* [Stored entries]:

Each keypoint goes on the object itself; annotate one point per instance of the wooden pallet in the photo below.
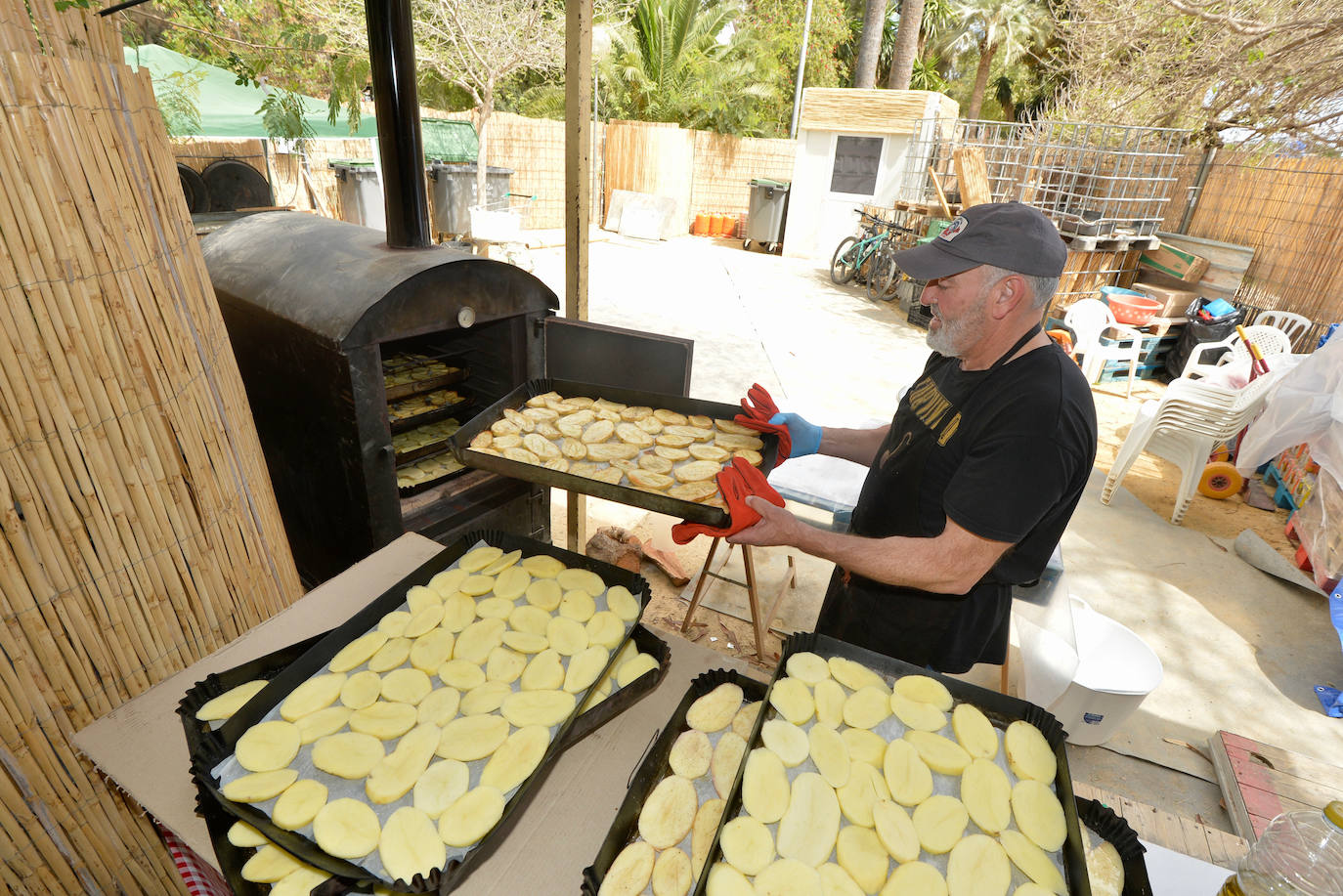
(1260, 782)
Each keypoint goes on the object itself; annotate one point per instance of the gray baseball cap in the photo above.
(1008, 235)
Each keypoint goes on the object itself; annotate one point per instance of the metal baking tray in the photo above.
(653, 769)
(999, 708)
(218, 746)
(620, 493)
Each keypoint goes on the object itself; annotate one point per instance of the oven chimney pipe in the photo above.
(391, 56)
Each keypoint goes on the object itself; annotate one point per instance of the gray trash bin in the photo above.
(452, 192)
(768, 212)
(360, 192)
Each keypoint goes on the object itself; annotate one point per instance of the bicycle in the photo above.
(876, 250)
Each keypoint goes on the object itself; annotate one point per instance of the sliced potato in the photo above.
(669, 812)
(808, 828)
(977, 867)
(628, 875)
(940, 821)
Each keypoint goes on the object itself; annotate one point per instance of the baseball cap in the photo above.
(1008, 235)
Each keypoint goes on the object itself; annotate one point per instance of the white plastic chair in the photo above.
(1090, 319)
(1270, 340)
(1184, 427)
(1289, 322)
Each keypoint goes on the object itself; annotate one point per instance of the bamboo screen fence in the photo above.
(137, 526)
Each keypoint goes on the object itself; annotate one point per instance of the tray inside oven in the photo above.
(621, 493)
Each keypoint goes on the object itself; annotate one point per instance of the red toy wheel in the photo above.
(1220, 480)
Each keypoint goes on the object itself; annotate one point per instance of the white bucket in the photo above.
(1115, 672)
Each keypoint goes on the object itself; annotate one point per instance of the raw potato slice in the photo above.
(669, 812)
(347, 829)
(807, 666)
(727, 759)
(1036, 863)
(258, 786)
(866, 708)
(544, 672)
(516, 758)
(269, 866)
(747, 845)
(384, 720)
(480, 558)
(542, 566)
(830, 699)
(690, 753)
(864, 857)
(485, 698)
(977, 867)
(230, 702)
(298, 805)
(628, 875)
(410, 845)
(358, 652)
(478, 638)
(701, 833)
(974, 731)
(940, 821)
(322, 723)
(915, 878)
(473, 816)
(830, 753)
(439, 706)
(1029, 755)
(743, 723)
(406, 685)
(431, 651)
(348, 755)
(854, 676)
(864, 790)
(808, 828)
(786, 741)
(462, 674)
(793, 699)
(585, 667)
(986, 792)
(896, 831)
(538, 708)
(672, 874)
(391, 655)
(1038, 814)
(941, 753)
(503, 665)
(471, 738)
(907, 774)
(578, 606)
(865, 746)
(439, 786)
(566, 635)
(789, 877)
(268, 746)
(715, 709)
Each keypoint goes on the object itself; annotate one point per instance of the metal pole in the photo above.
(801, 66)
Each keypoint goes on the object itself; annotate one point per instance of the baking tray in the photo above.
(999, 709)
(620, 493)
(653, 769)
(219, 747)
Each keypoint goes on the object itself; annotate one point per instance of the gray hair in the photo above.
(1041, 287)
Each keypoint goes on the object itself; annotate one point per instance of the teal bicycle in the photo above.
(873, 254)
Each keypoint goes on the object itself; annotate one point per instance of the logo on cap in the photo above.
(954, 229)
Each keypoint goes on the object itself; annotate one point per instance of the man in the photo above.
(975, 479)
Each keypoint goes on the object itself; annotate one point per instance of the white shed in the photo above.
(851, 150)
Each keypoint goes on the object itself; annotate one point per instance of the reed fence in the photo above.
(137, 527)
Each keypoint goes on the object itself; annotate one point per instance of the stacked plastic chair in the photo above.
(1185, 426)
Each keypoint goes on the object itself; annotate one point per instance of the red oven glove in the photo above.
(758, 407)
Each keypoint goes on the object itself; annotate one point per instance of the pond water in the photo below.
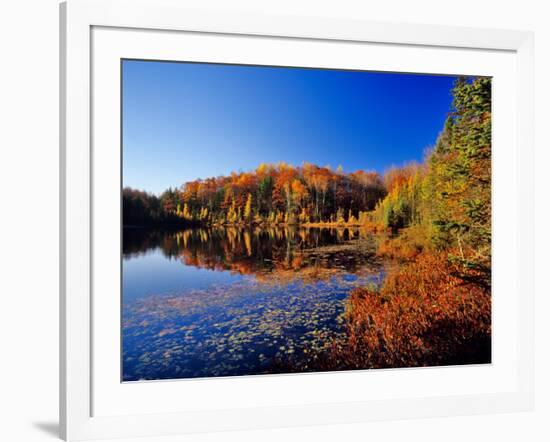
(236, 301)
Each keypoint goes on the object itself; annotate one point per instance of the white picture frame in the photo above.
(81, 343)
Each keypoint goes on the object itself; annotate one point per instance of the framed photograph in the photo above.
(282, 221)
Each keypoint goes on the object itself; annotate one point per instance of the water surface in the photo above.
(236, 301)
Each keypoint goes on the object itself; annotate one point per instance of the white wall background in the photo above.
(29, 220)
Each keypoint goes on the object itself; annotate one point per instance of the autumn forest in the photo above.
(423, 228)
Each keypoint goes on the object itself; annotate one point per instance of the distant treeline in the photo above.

* [DIRECTIONS]: Word for word, quote the lines above. Omit the pictures.

* [FINAL ANSWER]:
Each keypoint goes on the object itself; annotate one point per instance of the wooden pallet in the photo below.
(1260, 782)
Each keypoint goes on the object itself; annotate one point per instance of the gray baseball cap in the photo above.
(1008, 235)
Each keypoint goes on the object itself; annotate one point per instance of the metal baking tray in the photo above.
(653, 769)
(999, 708)
(218, 746)
(620, 493)
Each keypoint goes on the object itself; annotate one point per instance of the oven chimney pipe in the photo above.
(391, 56)
Each keypoint goes on the object itself; annotate one point per instance of the gray trash bin in the photo above.
(452, 192)
(768, 212)
(360, 192)
Each keypoint goes on the object itself; annotate one point per instance of the bicycle in the photo above.
(876, 250)
Each keypoint goes on the object itself; annotate one point per instance of the sliced potato in the photo above.
(669, 812)
(808, 828)
(977, 867)
(628, 875)
(940, 821)
Each keypoint goes on the object itself; annotate one point per instance of the baseball cap in the photo above.
(1008, 235)
Each keypoint goes on the object itself; annotate one point per instance of the white plastic chair in the photo above.
(1090, 319)
(1270, 340)
(1184, 427)
(1289, 322)
Each keypoint goes on the object itself; annotate one point per instance of the bamboo screen fence in the photo above.
(137, 526)
Each keypoint goes on the object itself; annotate one point per instance of the tray inside oven in the photo above.
(621, 493)
Each keypoint goes on the object itself; annotate one point per instance of the red toy wheel in the photo above.
(1220, 480)
Each keypoint goes on the object itself; annotate one point per instance of the white bucket in the photo above.
(1115, 672)
Each keypoint goes on the object itself; annotate one point per instance of the raw potato slice in the photo above.
(669, 812)
(347, 829)
(807, 666)
(727, 759)
(1036, 863)
(258, 786)
(866, 708)
(544, 672)
(516, 758)
(269, 866)
(747, 845)
(384, 720)
(480, 558)
(542, 566)
(830, 699)
(690, 753)
(864, 857)
(485, 698)
(977, 867)
(230, 702)
(298, 805)
(628, 875)
(410, 845)
(358, 652)
(478, 638)
(701, 833)
(974, 731)
(940, 821)
(322, 723)
(915, 878)
(473, 816)
(830, 753)
(439, 706)
(1029, 755)
(743, 723)
(406, 685)
(431, 651)
(348, 755)
(854, 676)
(864, 790)
(808, 828)
(786, 741)
(462, 674)
(793, 699)
(585, 667)
(986, 792)
(896, 831)
(538, 708)
(672, 874)
(391, 655)
(1038, 814)
(941, 753)
(503, 665)
(471, 738)
(907, 774)
(578, 606)
(865, 746)
(439, 786)
(566, 635)
(789, 877)
(268, 746)
(715, 709)
Each keypoint goes on the object itself; annotate one point per instance of the metal pole in the photo above.
(801, 66)
Each keypoint goes on the object itself; annotate one point per instance of the baking tray in the photo above.
(999, 709)
(620, 493)
(653, 769)
(219, 747)
Each keypoint goes on the object itself; annotate one point per instance of the gray hair in the photo above.
(1041, 287)
Each keypoint goes on the object itself; annotate one point per instance of the teal bicycle in the photo above.
(873, 254)
Each keypoint goes on the object itself; annotate one point per instance of the logo on cap in the photo above.
(954, 229)
Each keypoint goes on the object itself; annotate one point per instance of the man in the photo above.
(975, 479)
Each keypoint goes on the object itself; annotate one point per instance of the white shed in the photo above.
(851, 150)
Each keypoint goes on the object itself; annotate one point per instance of the reed fence in the photo above.
(137, 527)
Each keypoint goes on the object itself; annotate one point per instance of the stacked plastic chair in the photo above.
(1185, 426)
Each keypoint goes on the object itself; annotate one point per instance of the red oven glove in the photo above.
(758, 407)
Each keypoint goes on the object itself; annotate one point per instance of the pond water in the photo below.
(236, 301)
Each keypoint goes on the object itself; annotate one point per instance of the white picture frame in the photo above.
(81, 343)
Each keypoint goes on the object itself; annotate one point per instance of the framed photograph in the photo above.
(282, 221)
Each keypoint goes on the object itself; annotate one point per instance of the water surface in the photo above.
(236, 301)
Each keypoint goes on the object itself; annotate one point per instance of the white wall background in the photo above.
(29, 220)
Each keypoint goes on the object itself; annotate one point per instance of the autumn forest in the photo above.
(423, 228)
Each keypoint goes on the object itself; annotate one point per instance of the distant treeline in the photo above.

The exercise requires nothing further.